Data for this task>

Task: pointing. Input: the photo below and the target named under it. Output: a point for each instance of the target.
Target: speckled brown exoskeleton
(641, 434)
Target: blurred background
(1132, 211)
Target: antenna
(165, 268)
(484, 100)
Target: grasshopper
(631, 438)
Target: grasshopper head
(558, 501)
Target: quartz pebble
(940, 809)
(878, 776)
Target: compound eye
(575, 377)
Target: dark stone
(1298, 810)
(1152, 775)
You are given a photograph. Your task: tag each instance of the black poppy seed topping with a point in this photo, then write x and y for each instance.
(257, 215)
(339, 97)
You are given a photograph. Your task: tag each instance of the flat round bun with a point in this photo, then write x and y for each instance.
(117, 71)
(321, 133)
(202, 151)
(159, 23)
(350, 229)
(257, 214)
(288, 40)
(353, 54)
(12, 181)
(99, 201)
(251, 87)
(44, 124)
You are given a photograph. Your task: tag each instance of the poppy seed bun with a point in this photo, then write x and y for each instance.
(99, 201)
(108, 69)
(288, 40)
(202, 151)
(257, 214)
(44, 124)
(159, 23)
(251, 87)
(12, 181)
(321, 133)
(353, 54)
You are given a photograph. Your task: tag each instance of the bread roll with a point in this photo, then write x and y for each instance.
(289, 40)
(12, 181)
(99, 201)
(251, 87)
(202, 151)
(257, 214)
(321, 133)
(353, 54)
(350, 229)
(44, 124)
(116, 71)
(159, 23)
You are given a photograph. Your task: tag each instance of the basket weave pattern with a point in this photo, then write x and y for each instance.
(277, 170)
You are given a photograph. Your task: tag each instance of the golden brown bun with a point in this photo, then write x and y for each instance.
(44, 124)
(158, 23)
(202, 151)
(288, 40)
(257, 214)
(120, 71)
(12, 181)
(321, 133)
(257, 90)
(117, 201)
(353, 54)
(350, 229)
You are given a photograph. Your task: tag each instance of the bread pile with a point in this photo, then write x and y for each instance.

Written instruction> Convert every line of the records above into a JSON array of strings, one string per line, omitting blank lines.

Answer to the exercise>
[
  "Task: pointing. Input: the photo below and the target named under it. Output: a point for each instance of the target.",
  "Target: speckled brown exoskeleton",
  "(641, 434)",
  "Target: blurred background",
  "(1132, 211)",
  "Target: antenna",
  "(165, 268)",
  "(484, 100)",
  "Target: grasshopper",
  "(631, 438)",
  "Target: grasshopper head",
  "(558, 501)",
  "Target: quartz pebble",
  "(940, 809)",
  "(878, 776)",
  "Target: compound eye",
  "(575, 377)",
  "Target: dark stone",
  "(1298, 810)",
  "(1152, 775)",
  "You are given a photograph. Your task: tag each instance of the black poppy seed topping with a point in this photo, then write x and y for each instance.",
  "(257, 215)",
  "(339, 97)",
  "You are given a photograph. Your task: tag each instance of the flat round bun with a point in this photo, then write x and y for each instance.",
  "(117, 71)",
  "(321, 133)",
  "(202, 151)",
  "(159, 23)",
  "(350, 229)",
  "(257, 214)",
  "(288, 40)",
  "(353, 54)",
  "(12, 181)",
  "(99, 201)",
  "(251, 87)",
  "(44, 124)",
  "You are given a photograph. Your task: tag each instance of the poppy seed bun with a point in this photo, then write x and y for each instance.",
  "(99, 201)",
  "(108, 69)",
  "(288, 40)",
  "(202, 151)",
  "(257, 214)",
  "(44, 124)",
  "(159, 23)",
  "(251, 87)",
  "(12, 181)",
  "(321, 133)",
  "(353, 54)",
  "You are given a photograph. Your task: tag each instance of the bread roll with a point in this photo, then write x and y for each instance.",
  "(289, 40)",
  "(12, 181)",
  "(99, 201)",
  "(251, 87)",
  "(202, 151)",
  "(257, 214)",
  "(321, 133)",
  "(353, 54)",
  "(350, 229)",
  "(44, 124)",
  "(116, 71)",
  "(159, 23)",
  "You are given a photograph. Your task: tag each instance of the basket weave pattern with a point in this photo, then write x and y for each instance.",
  "(277, 170)",
  "You are given a photograph. Your task: tag each instance of the golden brown bun with a point in this photo, then write x and y for each instance.",
  "(44, 124)",
  "(158, 23)",
  "(202, 151)",
  "(288, 40)",
  "(257, 214)",
  "(120, 71)",
  "(12, 181)",
  "(321, 133)",
  "(257, 90)",
  "(117, 201)",
  "(353, 54)",
  "(350, 229)",
  "You are given a photograph. Your task: tag each instance of the bread pile with a point in this photo, then write x and y for each instance."
]